> **Text block**:
**********

The UNL Women's Center is collaborating with many other organizations to celebrate Women's Week, through March 6. Activities are scheduled throughout the week that focus on this year's theme, 'Everyday Activism.' The theme was chosen to highlight the importance of part-time activism and the impact that small daily acts can have.

A weeklong exhibit in the Rotunda Gallery of the Nebraska Union features past and present UNL students, faculty and staff whose efforts in a variety of fields have shaped our community and the world. Participants will also be given suggestions on how to become an activist through small changes.

UNL's radio station, KRNU 90.3 FM, will spotlight activism throughout the week with an 'Activist Minute.' Each day, a nationally known activist and a UNL student will be recognized for their commitment to making change. The spots will include suggested small changes that listeners can make to start thinking of themselves as everyday activists.

For more information on other events for the week, stop by the Women's Center at 340 Nebraska Union, call 472-2597 or follow this link.

WOMEN'S CENTER
 
NEBRASKA UNION, FRI & SAT
Women's Studies to Host 'No Limits' Conference

UNL's Women's Studies Program will host the 2004 'No Limits Conference,' Imagining Change: Women as Agents for Social Justice, Friday and Saturday (March 5-6) at the Nebraska Union. 'No Limits' is an annual regional research conference for undergraduate and graduate students and is co-sponsored by the Women's Studies Student Association and the Women's Studies programs at UNL, UNO and UNK.

The goal of 'No Limits' is to bring students and the community together to focus on the role of women scholars and community members in global and local social activism. Presenters and participants will explore ways to pursue social justice, including scholarship, public participation and creative work.

All 'No Limits' events are free and open to the public. Registration is required for meals and encouraged for attendance at events. For information on events and times follow this link or call the UNL Women's Studies Program at 472-9392.

WOMEN'S STUDIES
 
HOME ECONOMICS, FRI 9AM
Gordon to Discuss Roles of Textiles


Gordon
Beverly Gordon will deliver a lecture, The Fiber of Our Lives: Why Textiles Matter, at 9am Friday (March 5) in the Home Economics auditorium. Her slide lecture examines the roles and meanings that textiles play in human life around the world.

Gordon is the 2004 visiting faculty fellow at the International Quilt Study Center and is returning to UNL to continue her research exploring 'fairyland' imagery in turn-of-the-century quilts. Her research will result in an essay planned for a future publication by the International Quilt Study Center titled American Quilts in the Modern Age, 1870-1940.

Gordon is professor of environment, textiles and design and women's studies at the University of Wisconsin-Madison. Her research focuses on the meanings of objects in people's lives, especially small objects made and used in the domestic sphere; on 'background history;' and on messages/meanings communicated in dress, craft and ritual objects.

The talk is free and open to the public.

IQSC
 
 

RICHARDS HALL, FRI 10AM-5PM, SAT 10AM-2PM
Print Sale Offers Original Artwork

The Lincoln Print Group offers a wide variety of original art prints for sale in a three-day event that began yesterday in Richards Hall.

**********

> **Data shown**:
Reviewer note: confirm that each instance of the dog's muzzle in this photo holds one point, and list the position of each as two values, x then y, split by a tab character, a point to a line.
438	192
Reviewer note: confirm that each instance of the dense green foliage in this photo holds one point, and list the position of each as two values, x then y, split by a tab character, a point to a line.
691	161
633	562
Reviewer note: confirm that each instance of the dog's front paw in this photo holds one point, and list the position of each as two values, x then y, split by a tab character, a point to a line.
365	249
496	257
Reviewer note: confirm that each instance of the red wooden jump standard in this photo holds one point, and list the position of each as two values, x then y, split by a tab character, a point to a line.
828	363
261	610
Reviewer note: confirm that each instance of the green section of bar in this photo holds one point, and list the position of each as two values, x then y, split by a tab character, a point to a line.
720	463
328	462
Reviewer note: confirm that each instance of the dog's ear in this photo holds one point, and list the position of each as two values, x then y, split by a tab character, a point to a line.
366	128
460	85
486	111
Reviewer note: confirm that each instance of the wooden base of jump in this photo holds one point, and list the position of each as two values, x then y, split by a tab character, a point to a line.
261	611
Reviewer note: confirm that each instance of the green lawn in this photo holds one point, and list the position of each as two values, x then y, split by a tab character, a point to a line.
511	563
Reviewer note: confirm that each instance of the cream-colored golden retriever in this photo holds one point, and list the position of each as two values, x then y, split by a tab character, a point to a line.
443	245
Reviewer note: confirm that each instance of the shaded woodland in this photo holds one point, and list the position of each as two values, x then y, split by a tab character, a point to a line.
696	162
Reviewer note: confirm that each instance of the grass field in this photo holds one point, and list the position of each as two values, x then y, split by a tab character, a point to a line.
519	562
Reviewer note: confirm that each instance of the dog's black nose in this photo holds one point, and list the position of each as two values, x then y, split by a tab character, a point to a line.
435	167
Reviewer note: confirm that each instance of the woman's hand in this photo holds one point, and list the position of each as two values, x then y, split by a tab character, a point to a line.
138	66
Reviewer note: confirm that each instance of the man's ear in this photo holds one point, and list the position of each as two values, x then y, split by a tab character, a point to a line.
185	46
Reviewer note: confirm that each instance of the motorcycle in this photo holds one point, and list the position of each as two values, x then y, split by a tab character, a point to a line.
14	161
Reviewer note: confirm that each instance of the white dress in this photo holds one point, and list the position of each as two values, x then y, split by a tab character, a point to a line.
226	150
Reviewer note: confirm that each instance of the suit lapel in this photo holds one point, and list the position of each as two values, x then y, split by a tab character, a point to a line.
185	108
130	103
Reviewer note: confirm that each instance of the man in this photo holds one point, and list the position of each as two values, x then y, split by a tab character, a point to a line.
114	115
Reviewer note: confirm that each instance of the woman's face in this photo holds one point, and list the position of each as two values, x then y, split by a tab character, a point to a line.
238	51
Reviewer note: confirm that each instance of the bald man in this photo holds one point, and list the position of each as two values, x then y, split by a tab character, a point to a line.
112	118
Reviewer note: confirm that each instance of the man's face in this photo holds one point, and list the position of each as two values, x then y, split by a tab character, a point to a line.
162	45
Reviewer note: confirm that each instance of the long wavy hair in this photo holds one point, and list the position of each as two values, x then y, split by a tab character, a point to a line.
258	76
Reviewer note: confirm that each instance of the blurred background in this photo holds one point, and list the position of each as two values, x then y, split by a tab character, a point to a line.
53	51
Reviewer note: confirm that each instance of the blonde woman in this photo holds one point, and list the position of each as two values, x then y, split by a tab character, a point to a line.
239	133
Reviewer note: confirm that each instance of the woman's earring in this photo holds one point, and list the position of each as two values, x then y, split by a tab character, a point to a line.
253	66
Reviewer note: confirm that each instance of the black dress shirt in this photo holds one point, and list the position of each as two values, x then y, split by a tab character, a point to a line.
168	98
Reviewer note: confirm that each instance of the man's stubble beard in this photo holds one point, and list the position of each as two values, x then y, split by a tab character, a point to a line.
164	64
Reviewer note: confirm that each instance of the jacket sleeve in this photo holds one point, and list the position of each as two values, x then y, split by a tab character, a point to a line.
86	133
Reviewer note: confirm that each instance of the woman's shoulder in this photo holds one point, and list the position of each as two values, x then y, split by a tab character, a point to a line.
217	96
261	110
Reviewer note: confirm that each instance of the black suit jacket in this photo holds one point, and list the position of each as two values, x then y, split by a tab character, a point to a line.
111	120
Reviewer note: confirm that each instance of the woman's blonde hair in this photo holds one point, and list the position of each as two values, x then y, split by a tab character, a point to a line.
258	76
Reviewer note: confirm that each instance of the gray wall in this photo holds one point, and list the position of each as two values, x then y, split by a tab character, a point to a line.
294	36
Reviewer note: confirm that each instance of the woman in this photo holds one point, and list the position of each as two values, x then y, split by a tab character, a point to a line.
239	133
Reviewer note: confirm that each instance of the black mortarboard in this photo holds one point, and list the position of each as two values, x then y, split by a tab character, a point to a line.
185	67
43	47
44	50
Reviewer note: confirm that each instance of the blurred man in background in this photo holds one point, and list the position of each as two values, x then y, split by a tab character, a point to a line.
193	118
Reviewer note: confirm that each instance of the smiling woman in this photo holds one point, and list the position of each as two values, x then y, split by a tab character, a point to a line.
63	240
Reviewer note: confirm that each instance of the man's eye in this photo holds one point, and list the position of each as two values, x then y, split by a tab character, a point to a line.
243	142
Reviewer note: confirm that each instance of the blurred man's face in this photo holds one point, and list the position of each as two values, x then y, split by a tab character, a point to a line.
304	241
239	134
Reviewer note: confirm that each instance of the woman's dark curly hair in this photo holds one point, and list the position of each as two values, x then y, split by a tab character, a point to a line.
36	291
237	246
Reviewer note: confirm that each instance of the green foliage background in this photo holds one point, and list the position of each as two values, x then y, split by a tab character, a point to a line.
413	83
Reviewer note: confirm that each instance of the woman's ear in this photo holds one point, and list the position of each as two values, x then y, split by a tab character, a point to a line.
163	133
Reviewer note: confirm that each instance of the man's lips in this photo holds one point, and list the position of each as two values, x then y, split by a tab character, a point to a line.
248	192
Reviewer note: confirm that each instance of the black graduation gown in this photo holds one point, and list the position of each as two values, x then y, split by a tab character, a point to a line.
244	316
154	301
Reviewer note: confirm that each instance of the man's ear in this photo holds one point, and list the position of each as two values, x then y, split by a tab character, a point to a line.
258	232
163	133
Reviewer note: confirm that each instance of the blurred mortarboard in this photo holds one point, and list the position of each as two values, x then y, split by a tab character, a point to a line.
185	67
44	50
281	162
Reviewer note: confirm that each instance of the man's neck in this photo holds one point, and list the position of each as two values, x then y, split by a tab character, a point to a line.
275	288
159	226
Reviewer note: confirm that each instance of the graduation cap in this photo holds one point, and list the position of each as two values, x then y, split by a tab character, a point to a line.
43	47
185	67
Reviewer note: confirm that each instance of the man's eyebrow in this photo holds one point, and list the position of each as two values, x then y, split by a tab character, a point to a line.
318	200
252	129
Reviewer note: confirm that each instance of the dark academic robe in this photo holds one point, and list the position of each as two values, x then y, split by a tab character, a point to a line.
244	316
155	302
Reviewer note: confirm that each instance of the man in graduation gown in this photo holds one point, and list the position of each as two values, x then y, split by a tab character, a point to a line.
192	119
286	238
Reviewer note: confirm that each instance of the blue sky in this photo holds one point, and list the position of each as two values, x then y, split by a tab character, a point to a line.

**********

> **Task requirements**: Copy from the UNL events bulletin, word for word, the stretch from "The UNL Women's Center" through "through small changes.". Rely only on the UNL events bulletin, not on the items.

> **Full answer**:
The UNL Women's Center is collaborating with many other organizations to celebrate Women's Week, through March 6. Activities are scheduled throughout the week that focus on this year's theme, 'Everyday Activism.' The theme was chosen to highlight the importance of part-time activism and the impact that small daily acts can have.

A weeklong exhibit in the Rotunda Gallery of the Nebraska Union features past and present UNL students, faculty and staff whose efforts in a variety of fields have shaped our community and the world. Participants will also be given suggestions on how to become an activist through small changes.